El escritor polaco Henryk Sienkiewicz escribió la conocida obra «Quo vadis?», un clásico de la literatura universal entre 1895 y 1896 con una clarividente visión de futuro. Inicialmente fue entregada por fascículos y poco después fue publicada como novela. Se trataba de una de las muchas historias de Roma que siempre se han contado, centrada en la época de Nerón. El argumento es bien conocido y carece de interés reseñarlo. Si la traigo a colación en este artículo es porque, cada día más, cabe hacernos la misma pregunta a muchos ciudadanos españoles.

====

- [Qué vas a hacer]:
1/ Según el fragmento sobre «Quo vadis?», ¿por qué el autor menciona la novela en su artículo? Responde en una a tres oraciones.
2/ Escribe lo que sigue del fragmento sobre «Quo vadis?», a partir de su última frase.
Los datos no tienen relación con el fragmento.

====

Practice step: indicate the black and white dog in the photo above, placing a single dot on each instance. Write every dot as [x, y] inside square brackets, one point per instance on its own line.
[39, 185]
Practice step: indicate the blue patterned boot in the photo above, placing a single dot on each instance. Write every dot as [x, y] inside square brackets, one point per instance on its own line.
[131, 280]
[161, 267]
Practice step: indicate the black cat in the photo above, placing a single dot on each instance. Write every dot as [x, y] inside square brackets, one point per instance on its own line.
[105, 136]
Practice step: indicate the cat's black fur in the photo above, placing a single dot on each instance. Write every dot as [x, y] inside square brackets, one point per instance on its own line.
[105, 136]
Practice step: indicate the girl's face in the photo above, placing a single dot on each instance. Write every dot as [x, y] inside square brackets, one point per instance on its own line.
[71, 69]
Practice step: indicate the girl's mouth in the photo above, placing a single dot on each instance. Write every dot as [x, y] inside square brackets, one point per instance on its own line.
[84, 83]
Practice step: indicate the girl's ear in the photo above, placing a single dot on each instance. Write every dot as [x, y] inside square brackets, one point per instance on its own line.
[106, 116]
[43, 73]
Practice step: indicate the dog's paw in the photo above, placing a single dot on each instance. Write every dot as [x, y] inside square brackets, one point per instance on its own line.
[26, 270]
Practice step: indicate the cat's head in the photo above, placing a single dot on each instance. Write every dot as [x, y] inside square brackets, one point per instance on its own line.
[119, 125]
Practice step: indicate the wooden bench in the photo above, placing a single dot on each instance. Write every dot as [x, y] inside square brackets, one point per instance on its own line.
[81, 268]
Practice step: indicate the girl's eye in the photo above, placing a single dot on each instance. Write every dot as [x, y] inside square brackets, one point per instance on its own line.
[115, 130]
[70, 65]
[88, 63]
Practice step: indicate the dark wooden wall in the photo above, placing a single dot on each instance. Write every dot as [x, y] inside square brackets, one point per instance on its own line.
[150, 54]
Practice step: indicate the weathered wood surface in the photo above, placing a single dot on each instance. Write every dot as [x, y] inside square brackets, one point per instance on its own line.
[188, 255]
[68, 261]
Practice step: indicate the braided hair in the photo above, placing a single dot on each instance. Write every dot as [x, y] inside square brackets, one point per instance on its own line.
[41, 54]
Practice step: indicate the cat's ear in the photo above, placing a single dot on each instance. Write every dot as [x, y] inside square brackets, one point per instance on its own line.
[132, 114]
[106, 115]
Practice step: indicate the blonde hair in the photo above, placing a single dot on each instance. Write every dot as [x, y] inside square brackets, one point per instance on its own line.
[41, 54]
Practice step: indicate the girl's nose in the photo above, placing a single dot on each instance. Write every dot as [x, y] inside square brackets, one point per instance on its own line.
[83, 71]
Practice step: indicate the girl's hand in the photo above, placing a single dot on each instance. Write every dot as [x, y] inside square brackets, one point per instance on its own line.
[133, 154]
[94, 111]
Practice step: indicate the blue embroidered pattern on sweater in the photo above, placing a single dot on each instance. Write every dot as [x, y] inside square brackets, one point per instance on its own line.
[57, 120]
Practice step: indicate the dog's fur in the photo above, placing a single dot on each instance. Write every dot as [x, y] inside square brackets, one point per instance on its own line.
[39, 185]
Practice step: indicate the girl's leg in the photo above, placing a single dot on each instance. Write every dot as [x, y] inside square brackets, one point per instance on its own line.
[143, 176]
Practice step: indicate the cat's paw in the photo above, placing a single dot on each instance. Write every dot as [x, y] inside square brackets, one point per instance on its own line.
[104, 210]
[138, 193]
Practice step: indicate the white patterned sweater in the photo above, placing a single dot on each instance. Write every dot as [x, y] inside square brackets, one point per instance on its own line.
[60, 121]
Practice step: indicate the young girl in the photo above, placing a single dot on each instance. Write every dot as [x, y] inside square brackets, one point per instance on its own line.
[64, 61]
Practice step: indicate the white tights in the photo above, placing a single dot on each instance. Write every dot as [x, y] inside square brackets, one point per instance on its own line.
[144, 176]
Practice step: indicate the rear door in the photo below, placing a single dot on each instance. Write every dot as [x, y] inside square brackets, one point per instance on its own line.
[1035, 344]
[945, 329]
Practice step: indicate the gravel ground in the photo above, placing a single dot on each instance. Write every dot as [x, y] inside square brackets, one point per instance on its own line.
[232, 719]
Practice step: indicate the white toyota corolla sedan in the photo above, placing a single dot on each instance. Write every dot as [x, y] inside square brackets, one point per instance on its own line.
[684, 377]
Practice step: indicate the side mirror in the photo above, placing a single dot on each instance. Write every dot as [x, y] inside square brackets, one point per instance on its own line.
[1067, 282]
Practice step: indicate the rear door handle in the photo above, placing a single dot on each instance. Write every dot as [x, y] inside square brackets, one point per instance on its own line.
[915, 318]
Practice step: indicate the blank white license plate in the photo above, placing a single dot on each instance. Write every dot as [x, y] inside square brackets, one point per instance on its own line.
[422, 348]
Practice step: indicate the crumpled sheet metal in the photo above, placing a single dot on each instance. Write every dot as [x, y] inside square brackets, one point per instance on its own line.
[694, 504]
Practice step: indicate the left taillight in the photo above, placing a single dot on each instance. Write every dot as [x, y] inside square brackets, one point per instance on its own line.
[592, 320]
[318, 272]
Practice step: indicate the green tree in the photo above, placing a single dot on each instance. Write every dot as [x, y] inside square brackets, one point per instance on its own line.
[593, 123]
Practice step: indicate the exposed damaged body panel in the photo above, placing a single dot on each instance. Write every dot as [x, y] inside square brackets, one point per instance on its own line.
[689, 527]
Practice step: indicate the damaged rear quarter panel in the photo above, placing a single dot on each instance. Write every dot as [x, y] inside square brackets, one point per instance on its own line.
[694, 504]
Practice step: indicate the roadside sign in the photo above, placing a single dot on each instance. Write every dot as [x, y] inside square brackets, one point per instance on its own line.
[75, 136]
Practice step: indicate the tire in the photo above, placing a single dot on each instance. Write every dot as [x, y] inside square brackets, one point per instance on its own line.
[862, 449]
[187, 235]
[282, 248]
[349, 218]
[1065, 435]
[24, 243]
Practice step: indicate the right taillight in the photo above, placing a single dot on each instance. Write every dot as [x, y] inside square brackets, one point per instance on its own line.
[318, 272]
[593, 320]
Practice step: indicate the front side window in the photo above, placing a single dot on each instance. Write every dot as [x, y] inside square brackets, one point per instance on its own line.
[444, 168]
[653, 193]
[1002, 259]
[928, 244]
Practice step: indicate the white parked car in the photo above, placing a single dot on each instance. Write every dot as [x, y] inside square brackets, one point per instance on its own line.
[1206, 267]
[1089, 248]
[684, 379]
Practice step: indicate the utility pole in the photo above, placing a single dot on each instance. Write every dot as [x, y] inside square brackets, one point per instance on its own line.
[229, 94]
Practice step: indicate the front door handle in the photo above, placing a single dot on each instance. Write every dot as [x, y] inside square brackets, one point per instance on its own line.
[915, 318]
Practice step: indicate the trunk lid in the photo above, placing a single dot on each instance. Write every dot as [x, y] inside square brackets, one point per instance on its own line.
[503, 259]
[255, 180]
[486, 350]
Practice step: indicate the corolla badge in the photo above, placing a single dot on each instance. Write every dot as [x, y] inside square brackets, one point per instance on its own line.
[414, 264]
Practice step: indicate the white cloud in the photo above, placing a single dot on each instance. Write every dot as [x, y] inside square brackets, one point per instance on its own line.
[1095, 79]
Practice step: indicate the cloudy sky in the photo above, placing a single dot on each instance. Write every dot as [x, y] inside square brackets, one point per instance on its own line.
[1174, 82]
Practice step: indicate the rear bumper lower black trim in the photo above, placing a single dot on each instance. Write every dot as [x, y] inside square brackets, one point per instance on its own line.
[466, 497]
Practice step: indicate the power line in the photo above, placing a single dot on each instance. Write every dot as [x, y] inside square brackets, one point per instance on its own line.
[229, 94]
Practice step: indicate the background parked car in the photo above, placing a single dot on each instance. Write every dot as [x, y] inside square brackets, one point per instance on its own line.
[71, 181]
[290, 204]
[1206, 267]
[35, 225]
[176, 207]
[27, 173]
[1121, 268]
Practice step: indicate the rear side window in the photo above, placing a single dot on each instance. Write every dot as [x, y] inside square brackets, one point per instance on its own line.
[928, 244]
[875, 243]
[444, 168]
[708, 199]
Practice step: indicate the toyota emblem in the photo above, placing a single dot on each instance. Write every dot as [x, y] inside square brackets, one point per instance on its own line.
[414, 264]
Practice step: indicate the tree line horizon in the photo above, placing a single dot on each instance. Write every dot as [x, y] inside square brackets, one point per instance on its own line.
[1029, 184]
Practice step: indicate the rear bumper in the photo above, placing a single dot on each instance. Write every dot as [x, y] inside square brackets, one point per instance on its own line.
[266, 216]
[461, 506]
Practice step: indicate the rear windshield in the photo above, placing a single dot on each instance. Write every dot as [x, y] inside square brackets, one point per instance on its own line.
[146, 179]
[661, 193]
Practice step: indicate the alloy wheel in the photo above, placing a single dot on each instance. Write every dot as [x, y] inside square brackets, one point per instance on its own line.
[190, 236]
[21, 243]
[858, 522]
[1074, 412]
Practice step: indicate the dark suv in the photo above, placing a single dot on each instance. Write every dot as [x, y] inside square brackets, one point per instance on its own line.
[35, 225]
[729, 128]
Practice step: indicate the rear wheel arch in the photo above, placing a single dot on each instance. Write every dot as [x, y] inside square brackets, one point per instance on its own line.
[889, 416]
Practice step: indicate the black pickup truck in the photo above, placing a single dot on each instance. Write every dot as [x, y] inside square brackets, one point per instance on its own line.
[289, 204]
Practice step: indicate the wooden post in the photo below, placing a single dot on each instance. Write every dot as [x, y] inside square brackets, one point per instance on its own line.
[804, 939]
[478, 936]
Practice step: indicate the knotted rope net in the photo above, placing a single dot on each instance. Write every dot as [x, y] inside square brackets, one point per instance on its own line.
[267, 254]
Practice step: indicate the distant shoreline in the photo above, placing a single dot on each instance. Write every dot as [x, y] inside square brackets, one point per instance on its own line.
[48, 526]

====

- [Resultados]:
1/ El autor menciona la novela porque cada día más ciudadanos españoles pueden hacerse la misma pregunta.

2/
¿Adónde vamos? Y no me refiero a nuestro destino como consecuencia de la pandemia, que también, sino a la desenfrenada carrera hacia una sociedad desquiciada y gobernada por dirigentes ajenos a las miserias de la gente pero ahítos de privilegios. Es obvio, que al igual que al elegir una novela, o una película de cine, compramos el relato que más nos gusta o interesa. Escuchamos perplejos a responsables de partidos políticos decir cosas como que España necesita más pateras y menos turistas, o que ocupar una propiedad privada es un derecho que asiste a algunas personas por su situación, en vez de que el gobierno les dé una solución para que no la encuentren quitándosela al vecino. Que se puede acosar a una dirigente opositora embarazada de nueve meses, escupirle y empujarla hasta hacerla entrar en pánico. Pero cuando la cosa se vuelve contra según quién, entonces es acoso. Y así, asistimos cada día a esa hemiplejia moral que ya se muestra sin disimulo en el indecente oficio de muchos periodistas que ejercen de mercenarios. Oímos decir, en fin, a quienes gobiernan que su amor a España es un sentimiento compartido con quienes desde las instituciones llevan años tratando de despedazarla.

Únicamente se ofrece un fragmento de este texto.